Please convert the rows from their start through the line holding "x=236, y=69", inclusive, into a JSON list of strings with one string per line, leaving out blank lines.

::: Input

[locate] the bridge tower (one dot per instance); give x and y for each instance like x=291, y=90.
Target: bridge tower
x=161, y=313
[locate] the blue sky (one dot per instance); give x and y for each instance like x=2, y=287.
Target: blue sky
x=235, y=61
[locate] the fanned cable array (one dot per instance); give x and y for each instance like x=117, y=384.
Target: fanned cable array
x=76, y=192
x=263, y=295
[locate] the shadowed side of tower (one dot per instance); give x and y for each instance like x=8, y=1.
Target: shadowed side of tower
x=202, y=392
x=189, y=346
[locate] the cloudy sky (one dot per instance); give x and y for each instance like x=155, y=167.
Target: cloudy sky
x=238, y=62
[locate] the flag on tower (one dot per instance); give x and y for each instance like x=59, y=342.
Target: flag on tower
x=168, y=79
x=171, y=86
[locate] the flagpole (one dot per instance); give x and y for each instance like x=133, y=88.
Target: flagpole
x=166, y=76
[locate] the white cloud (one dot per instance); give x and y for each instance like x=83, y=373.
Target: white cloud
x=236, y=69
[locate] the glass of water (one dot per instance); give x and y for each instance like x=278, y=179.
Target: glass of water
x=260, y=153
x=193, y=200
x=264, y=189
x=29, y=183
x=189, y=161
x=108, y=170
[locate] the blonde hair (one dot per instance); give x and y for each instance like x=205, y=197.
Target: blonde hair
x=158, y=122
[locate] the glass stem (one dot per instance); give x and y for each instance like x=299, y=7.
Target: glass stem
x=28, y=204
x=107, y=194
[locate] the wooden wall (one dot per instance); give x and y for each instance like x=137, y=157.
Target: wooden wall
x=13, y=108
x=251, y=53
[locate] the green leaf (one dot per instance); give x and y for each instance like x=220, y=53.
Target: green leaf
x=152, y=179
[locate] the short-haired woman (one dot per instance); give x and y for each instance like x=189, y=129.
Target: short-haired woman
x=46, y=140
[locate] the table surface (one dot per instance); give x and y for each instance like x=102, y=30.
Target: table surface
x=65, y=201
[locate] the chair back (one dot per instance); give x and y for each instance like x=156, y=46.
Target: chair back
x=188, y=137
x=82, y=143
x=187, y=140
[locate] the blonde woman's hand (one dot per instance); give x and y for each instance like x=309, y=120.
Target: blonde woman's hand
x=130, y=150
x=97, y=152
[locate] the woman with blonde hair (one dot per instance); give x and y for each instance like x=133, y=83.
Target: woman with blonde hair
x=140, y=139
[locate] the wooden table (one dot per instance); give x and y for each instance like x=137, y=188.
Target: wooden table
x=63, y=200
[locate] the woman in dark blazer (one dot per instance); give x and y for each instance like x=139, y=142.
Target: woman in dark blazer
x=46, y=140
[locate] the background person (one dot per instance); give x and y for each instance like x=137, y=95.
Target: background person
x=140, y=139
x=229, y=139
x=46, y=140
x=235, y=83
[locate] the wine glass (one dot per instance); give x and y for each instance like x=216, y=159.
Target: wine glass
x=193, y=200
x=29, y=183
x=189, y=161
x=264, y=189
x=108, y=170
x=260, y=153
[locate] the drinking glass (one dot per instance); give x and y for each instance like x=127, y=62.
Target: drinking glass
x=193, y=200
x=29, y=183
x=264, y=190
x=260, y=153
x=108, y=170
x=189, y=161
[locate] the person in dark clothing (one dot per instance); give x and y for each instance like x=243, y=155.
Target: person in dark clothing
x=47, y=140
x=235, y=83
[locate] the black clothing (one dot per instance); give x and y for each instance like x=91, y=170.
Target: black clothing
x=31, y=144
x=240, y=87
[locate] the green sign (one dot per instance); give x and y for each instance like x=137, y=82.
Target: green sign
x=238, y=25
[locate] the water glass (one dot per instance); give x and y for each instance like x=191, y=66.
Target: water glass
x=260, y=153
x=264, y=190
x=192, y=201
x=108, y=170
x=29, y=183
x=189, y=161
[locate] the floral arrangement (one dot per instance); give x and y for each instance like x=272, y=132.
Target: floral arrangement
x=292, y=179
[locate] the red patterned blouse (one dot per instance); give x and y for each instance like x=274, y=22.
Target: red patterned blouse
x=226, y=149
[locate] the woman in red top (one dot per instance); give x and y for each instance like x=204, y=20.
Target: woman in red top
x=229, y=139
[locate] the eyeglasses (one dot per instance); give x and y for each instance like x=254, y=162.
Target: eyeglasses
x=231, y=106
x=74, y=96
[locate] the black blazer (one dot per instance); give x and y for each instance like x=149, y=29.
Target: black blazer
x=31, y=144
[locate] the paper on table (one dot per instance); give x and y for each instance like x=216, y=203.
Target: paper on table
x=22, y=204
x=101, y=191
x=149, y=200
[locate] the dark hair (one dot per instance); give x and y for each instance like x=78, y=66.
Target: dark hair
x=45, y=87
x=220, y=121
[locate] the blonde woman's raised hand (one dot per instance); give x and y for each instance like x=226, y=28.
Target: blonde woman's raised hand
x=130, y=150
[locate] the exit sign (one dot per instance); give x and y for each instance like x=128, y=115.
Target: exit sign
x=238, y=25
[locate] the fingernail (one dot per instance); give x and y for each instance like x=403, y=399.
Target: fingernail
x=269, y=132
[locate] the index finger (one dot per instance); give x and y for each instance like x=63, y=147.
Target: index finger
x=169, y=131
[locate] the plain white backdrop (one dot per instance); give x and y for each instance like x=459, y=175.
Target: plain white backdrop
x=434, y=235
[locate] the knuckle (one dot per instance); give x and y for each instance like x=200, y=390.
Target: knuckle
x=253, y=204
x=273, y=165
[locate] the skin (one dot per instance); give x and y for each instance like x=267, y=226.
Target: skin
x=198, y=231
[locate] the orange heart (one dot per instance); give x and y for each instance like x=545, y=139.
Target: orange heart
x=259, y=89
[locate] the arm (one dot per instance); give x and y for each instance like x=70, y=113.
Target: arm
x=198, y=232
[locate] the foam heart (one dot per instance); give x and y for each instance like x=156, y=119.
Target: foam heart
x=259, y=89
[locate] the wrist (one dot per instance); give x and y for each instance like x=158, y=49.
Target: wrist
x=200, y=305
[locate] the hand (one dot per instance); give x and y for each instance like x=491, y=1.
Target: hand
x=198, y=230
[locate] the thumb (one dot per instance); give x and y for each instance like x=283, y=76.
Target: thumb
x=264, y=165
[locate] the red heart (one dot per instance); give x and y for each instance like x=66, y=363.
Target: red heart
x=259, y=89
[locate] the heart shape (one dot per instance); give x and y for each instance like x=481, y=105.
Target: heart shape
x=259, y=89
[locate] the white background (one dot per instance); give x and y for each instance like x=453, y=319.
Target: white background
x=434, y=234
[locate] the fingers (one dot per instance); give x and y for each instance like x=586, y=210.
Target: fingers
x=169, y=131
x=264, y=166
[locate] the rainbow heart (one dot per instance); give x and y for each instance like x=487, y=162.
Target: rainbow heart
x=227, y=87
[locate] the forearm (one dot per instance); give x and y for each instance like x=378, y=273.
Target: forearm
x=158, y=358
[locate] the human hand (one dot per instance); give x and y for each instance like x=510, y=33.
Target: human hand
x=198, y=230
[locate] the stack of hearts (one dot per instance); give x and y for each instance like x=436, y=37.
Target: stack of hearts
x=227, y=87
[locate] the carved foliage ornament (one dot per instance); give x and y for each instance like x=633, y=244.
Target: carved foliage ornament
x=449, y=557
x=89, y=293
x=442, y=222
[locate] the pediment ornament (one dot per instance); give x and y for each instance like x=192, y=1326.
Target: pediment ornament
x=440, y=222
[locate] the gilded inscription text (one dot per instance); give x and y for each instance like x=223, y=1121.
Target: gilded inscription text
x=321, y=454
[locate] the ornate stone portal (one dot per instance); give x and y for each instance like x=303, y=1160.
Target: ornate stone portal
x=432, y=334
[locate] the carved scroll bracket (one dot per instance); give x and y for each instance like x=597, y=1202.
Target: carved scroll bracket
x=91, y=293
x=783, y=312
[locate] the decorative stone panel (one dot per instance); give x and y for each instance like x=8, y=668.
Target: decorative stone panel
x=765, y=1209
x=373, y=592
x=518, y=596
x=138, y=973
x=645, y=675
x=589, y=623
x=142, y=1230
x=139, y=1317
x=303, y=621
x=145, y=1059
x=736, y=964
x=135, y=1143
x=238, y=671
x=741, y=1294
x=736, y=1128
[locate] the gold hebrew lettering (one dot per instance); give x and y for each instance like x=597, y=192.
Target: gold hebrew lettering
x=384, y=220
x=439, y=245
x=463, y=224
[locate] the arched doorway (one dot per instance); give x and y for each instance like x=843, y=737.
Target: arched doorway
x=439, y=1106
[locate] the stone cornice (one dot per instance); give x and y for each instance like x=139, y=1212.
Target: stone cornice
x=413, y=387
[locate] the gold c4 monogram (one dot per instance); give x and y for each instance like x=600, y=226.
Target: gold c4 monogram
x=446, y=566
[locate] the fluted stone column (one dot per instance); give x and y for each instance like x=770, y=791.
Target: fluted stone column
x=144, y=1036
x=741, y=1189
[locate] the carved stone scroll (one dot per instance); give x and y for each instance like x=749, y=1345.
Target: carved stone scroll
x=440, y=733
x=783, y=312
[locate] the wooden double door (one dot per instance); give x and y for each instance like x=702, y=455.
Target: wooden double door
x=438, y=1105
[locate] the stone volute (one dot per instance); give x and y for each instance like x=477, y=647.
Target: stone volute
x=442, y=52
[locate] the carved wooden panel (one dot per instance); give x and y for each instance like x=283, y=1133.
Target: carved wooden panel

::::::

▶ [Completed exercise]:
[
  "[locate] the bridge tower (one dot per instance); give x and y for each instance like x=291, y=90.",
  "Target: bridge tower",
  "x=161, y=313",
  "[locate] the blue sky (one dot per instance); give x and y for each instance like x=2, y=287.",
  "Target: blue sky",
  "x=235, y=61",
  "[locate] the fanned cable array (one dot per instance); give x and y for each instance like x=117, y=384.",
  "Target: fanned cable array",
  "x=76, y=192",
  "x=263, y=295",
  "[locate] the shadowed side of tower (one dot per instance); give x and y for each instance like x=8, y=1.",
  "Target: shadowed side of tower",
  "x=202, y=392",
  "x=189, y=346",
  "[locate] the cloudy sky (one dot per instance); give x and y for each instance like x=155, y=167.",
  "Target: cloudy sky",
  "x=238, y=62",
  "[locate] the flag on tower (one dot per instance); give x and y for each instance like x=59, y=342.",
  "Target: flag on tower",
  "x=168, y=79",
  "x=171, y=86",
  "[locate] the flagpole (one dot per instance); give x and y for each instance like x=133, y=88.",
  "Target: flagpole",
  "x=166, y=76",
  "[locate] the white cloud (one dot per instance); give x and y for each instance like x=83, y=373.",
  "Target: white cloud",
  "x=236, y=69"
]